**Excerpt provided**

+ + + +

PAR_I94_FILE_BY_NONE = config_dev.get('DATA_PATHS_LOCAL', 'PAR_I94_FILE_BY_NONE')
# PAR_I94_FILE_BY_I94MON = config_dev.get('DATA_PATHS_LOCAL', 'PAR_I94_FILE_BY_I94MON')
# PAR_I94_FILE_BY_I94YR_I94MON = config_dev.get('DATA_PATHS_LOCAL', 'PAR_I94_FILE_BY_I94YR_I94MON')

In [4]:
spark = SparkSession.builder.\
    config("spark.jars.repositories", "https://repos.spark-packages.org/").\
    config("spark.jars.packages", "saurfang:spark-sas7bdat:2.0.0-s_2.11").\
    enableHiveSupport().getOrCreate()

In [5]:
df_i94 = spark.read.parquet(PAR_I94_FILE_BY_NONE)

In [6]:
df_i94.printSchema()

root
 |-- cicid: double (nullable = true)
 |-- i94yr: double (nullable = true)
 |-- i94mon: double (nullable = true)
 |-- i94cit: double (nullable = true)
 |-- i94res: double (nullable = true)
 |-- i94port: string (nullable = true)
 |-- arrdate: double (nullable = true)

+ + + +

**Stated goal 1**
Answer these questions about the code excerpt:
(a) Which package is given for "spark.jars.packages"?
(b) Which variable is passed to spark.read.parquet to create df_i94?
(c) What type does the printed schema give for i94port?

+ + + +

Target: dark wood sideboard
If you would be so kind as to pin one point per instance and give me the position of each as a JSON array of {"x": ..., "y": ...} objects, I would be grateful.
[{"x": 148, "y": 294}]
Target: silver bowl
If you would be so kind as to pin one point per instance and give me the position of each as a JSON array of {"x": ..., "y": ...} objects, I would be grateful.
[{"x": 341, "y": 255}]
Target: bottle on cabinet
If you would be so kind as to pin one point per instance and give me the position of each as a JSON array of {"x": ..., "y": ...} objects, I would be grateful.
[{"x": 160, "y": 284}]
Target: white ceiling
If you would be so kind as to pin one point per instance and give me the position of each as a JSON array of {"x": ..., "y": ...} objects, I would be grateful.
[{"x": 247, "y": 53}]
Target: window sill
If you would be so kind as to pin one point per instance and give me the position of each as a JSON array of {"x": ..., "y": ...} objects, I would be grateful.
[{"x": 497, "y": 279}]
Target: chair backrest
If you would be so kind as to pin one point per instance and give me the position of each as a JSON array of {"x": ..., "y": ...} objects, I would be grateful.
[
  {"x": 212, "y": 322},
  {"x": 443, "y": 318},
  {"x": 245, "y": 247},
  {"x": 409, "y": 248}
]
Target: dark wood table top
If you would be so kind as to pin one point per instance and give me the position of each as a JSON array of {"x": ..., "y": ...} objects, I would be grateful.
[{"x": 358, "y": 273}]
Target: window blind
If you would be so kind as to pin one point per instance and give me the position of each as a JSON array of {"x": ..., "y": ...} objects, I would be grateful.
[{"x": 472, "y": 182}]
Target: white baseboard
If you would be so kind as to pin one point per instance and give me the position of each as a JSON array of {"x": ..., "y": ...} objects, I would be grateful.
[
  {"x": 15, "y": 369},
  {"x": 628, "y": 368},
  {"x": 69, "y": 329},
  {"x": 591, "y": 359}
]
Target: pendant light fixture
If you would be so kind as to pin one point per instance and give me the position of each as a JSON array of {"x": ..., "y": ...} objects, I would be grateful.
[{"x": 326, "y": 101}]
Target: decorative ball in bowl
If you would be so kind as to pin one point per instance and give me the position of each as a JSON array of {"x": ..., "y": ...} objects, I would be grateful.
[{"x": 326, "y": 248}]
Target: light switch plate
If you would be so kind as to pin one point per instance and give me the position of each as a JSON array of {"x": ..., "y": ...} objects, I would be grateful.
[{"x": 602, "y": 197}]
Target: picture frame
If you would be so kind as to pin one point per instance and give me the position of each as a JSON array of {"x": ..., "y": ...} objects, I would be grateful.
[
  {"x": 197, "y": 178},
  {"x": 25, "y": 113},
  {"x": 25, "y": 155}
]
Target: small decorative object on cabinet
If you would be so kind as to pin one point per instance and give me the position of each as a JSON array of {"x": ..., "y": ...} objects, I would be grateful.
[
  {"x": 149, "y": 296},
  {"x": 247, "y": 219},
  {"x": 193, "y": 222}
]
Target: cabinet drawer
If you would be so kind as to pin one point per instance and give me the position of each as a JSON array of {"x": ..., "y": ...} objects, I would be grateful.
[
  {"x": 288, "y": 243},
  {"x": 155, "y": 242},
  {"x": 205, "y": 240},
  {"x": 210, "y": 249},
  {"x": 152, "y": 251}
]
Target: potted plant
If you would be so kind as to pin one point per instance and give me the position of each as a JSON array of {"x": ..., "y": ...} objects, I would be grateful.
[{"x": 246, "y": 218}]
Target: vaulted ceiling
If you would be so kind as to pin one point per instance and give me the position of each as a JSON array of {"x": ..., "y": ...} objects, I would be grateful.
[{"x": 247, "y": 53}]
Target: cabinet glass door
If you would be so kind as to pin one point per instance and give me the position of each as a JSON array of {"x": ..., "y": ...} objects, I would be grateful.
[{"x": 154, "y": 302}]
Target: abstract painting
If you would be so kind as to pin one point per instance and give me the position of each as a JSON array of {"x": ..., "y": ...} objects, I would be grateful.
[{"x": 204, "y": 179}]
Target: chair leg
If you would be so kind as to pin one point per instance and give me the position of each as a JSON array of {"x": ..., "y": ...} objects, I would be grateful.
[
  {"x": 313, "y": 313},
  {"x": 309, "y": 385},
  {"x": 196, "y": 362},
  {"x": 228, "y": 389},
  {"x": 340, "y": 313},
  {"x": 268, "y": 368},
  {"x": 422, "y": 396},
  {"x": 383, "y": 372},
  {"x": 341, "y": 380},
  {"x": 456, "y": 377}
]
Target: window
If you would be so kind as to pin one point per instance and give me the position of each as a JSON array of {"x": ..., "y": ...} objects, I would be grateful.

+ + + +

**Stated goal 2**
Reproduce the records from the line containing "Target: cabinet glass door" through the last line of the records, including both ends.

**Response 1**
(a) saurfang:spark-sas7bdat:2.0.0-s_2.11
(b) PAR_I94_FILE_BY_NONE
(c) string

**Response 2**
Target: cabinet glass door
If you would be so kind as to pin one point per instance and give me the position of each as a JSON array of {"x": ..., "y": ...} objects, I would be grateful.
[{"x": 154, "y": 302}]
Target: abstract painting
If you would be so kind as to pin one point per instance and give me the position of each as a JSON array of {"x": ..., "y": ...} objects, I would be grateful.
[{"x": 204, "y": 179}]
Target: chair leg
If you would be so kind as to pin one point per instance and give me the position of each as a JSON array of {"x": ..., "y": ...} objects, I would be grateful.
[
  {"x": 313, "y": 313},
  {"x": 309, "y": 385},
  {"x": 196, "y": 362},
  {"x": 228, "y": 389},
  {"x": 340, "y": 313},
  {"x": 268, "y": 368},
  {"x": 422, "y": 396},
  {"x": 383, "y": 372},
  {"x": 341, "y": 380},
  {"x": 456, "y": 377}
]
Target: window
If you would be so kind as to pin one point per instance and give me the position of each as a JSON array of {"x": ..., "y": ...} objects, I would be grateful.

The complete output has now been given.